About six months ago we decided to get some Japanese water stones and try them out in the shop. To make a long story short, we like them — a lot. But we did encounter one problem. There's very little information about these stones.

That's when we contacted Fred Damsen of Woodline, The Japan Woodworker to find out a little more about these stones and how to use them.

Woodsmith: To start, I'd like to get some background information on Japanese water stones. Can you tell me a little about them?

Woodline: Well, first of all, there are two different types of water stones; naturally mined stones and man-made stones.

The natural stones have been mined in Japan for about 2000 years. But approximately 1200 years ago the best deposits were discovered in the Narutaki district (a mountainous area north of



Kyoto). The natural stones were originally used to sharpen tools, knives, and that sort of thing. But the real development of the natural stones occurred as a result of the Japanese preoccupation with swords and armaments.

Woodsmith: When did the man-made stones come into the picture? Woodline: I don't know an exact date, but it's been in the last 80 years or so. . . after the turn of the century. Woodsmith: I didn't realize they are such a recent development?

Woodline: Yes. The man-made water stones came about because of a scarcity of good quality natural stones . . . which forced the price up.

Woodsmith: I've noticed in your catalog that natural stones (Awase Toishi) are priced in the range of $25 to $400, so let's get back to the man-made stones which are more in the price range of typical western oil stones. Your catalog lists two basic types: the coarse stones (Toishi) and the finish stones (Shiage Toishi). What's the difference between these two types? What are they made of?

Collection entries
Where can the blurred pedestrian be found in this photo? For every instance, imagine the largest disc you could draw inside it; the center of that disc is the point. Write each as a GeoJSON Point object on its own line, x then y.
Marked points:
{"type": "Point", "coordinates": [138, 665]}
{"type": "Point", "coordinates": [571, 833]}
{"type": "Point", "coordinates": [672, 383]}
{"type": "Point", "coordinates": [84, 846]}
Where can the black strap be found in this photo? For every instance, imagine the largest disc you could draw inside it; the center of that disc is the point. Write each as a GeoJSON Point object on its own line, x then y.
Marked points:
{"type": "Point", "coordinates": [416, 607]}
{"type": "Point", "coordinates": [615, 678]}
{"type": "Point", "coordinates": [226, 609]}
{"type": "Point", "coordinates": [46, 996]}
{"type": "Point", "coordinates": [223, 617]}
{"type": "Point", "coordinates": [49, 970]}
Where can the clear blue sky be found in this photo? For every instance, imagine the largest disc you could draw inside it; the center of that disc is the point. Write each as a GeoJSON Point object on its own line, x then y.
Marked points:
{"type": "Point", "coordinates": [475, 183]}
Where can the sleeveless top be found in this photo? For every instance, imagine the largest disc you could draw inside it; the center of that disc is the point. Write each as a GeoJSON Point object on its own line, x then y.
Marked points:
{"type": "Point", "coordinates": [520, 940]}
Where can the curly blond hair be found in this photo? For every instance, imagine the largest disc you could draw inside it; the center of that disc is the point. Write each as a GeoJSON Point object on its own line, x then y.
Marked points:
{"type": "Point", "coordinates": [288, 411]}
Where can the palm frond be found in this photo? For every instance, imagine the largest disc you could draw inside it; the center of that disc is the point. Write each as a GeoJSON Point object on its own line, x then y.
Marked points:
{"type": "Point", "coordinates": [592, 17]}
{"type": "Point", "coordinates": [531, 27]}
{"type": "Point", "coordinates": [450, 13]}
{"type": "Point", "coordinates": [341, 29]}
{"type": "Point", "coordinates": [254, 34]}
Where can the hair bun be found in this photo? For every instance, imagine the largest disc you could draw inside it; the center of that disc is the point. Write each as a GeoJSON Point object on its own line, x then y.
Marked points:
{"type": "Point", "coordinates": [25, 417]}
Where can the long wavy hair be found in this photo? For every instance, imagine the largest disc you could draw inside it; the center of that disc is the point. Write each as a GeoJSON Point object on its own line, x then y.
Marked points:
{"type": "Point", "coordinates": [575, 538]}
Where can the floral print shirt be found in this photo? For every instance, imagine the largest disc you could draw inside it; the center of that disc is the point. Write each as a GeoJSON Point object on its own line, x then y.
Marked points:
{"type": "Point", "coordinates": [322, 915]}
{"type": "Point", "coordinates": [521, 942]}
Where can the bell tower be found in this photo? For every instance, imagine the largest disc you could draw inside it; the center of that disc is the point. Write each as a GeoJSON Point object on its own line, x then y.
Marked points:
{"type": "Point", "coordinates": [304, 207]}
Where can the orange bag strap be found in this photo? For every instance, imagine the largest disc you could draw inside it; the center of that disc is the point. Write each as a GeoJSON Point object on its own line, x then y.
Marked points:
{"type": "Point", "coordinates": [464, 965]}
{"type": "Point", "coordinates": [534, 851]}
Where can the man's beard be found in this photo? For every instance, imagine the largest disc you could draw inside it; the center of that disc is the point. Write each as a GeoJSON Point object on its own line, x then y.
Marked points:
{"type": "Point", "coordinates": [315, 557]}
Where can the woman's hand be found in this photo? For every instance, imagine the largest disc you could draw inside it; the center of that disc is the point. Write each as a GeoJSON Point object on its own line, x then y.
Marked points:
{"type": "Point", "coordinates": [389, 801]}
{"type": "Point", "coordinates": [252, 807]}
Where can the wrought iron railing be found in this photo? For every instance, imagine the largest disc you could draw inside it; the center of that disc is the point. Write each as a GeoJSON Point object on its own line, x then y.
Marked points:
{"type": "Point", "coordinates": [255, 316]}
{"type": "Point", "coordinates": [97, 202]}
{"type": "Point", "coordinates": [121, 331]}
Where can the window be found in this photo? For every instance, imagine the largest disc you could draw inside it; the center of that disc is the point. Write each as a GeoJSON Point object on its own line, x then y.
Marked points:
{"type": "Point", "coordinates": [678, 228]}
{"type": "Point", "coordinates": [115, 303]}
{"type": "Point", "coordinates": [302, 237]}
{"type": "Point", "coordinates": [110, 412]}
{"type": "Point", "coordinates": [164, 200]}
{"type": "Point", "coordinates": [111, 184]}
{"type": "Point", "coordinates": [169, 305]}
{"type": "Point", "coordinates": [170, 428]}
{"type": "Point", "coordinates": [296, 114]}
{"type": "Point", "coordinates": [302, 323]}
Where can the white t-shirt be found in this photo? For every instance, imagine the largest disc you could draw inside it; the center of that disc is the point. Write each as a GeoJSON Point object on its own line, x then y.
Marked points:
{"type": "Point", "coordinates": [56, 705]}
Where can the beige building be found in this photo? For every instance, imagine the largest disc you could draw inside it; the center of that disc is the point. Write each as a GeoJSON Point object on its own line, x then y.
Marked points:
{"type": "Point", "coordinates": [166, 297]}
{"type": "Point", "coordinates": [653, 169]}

### Tasks for this exercise
[1] Answer these questions about the interview on Japanese water stones.
(a) For about how long have natural stones been mined in Japan?
(b) In what district were the best deposits discovered?
(c) What price range does the catalog list for natural stones?
[2] Count the lines in the rows that contain the string "shirt", and reply with the number only.

### Solutions below
[1]
(a) About 2000 years.
(b) The Narutaki district.
(c) $25 to $400.

[2] 2